Repeat the records word for word, from the very start down to and including the line that contains "32L246 33L244 35L257".

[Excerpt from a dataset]

----------

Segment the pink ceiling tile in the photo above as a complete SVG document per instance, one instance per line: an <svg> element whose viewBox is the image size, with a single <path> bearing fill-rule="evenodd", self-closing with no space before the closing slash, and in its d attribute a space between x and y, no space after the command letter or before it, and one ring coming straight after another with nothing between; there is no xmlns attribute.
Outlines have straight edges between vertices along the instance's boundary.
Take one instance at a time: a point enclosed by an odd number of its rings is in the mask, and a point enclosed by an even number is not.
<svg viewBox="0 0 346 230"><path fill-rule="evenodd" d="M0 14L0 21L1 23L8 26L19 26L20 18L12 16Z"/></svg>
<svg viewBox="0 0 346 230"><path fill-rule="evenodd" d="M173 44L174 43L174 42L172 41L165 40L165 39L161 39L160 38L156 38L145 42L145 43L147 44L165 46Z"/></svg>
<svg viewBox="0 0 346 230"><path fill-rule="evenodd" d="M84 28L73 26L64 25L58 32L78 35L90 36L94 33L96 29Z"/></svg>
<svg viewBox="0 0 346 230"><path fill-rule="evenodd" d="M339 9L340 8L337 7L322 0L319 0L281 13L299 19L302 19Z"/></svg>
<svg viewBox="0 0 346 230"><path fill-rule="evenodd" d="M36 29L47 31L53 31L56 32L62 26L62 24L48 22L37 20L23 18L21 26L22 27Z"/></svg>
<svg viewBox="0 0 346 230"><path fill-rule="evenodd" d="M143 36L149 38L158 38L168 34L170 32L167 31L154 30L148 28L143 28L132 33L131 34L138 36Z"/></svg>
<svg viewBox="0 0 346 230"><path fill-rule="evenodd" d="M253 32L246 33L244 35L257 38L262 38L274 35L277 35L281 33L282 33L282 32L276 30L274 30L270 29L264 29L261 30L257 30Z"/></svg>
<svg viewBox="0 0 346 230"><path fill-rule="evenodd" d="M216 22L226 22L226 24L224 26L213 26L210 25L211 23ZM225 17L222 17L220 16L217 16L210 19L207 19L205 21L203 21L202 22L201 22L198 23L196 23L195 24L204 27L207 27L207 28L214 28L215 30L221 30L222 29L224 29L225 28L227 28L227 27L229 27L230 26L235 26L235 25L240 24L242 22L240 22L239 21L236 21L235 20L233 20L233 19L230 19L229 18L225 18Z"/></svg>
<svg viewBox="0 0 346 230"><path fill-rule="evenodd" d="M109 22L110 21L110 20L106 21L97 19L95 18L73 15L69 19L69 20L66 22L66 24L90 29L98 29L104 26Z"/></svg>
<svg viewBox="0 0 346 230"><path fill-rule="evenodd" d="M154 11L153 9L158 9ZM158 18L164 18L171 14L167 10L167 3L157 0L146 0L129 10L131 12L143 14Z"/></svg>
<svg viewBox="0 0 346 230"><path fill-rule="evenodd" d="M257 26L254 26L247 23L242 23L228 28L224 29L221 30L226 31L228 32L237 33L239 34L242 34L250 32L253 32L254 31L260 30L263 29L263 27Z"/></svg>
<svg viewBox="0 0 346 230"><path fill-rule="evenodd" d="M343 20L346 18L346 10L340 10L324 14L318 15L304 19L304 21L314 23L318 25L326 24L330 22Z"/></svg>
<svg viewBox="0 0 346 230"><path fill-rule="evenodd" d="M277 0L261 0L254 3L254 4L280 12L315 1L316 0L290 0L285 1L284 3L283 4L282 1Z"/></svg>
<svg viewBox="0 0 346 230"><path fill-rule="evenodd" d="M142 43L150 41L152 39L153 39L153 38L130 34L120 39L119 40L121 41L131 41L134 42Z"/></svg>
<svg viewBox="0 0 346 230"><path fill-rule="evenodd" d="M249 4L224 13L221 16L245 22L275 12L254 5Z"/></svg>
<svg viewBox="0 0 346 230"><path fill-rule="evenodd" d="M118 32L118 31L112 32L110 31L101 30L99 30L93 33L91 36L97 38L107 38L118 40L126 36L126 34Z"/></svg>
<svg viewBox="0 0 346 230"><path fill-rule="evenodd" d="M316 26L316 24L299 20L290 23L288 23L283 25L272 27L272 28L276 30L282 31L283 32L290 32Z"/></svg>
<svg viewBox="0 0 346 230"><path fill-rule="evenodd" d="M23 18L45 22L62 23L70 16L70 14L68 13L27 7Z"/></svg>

----------

**Answer to the problem**.
Segment the pink ceiling tile in the photo above as a complete SVG document per instance, one instance per line: an <svg> element whose viewBox is the image size, with a single <path> bearing fill-rule="evenodd", self-closing with no space before the closing slash, and in its d attribute a space between x and y, no space after the command letter or before it, and one ring coming straight after another with nothing between; there is no xmlns attribute.
Outlines have straight edges between vertices along the instance's boundary.
Take one instance at a time: a point enclosed by an odd number of its rings is in the mask, and a point enclosed by an even number is not.
<svg viewBox="0 0 346 230"><path fill-rule="evenodd" d="M0 14L0 21L1 23L8 26L19 26L20 18L12 16Z"/></svg>
<svg viewBox="0 0 346 230"><path fill-rule="evenodd" d="M173 44L174 43L174 42L172 41L165 40L165 39L161 39L160 38L156 38L145 42L145 43L147 44L165 46Z"/></svg>
<svg viewBox="0 0 346 230"><path fill-rule="evenodd" d="M84 28L73 26L64 25L58 32L78 35L90 36L94 33L96 29Z"/></svg>
<svg viewBox="0 0 346 230"><path fill-rule="evenodd" d="M339 9L340 8L337 7L322 0L319 0L281 13L299 19L302 19Z"/></svg>
<svg viewBox="0 0 346 230"><path fill-rule="evenodd" d="M36 29L47 31L53 31L56 32L62 26L62 24L48 22L37 20L23 18L21 26L22 27Z"/></svg>
<svg viewBox="0 0 346 230"><path fill-rule="evenodd" d="M143 36L149 38L158 38L168 34L170 32L167 31L154 30L148 28L143 28L132 33L131 34L138 36Z"/></svg>
<svg viewBox="0 0 346 230"><path fill-rule="evenodd" d="M253 32L246 33L244 35L257 38L262 38L274 35L277 35L281 33L282 33L282 32L276 30L274 30L270 29L264 29L261 30L257 30Z"/></svg>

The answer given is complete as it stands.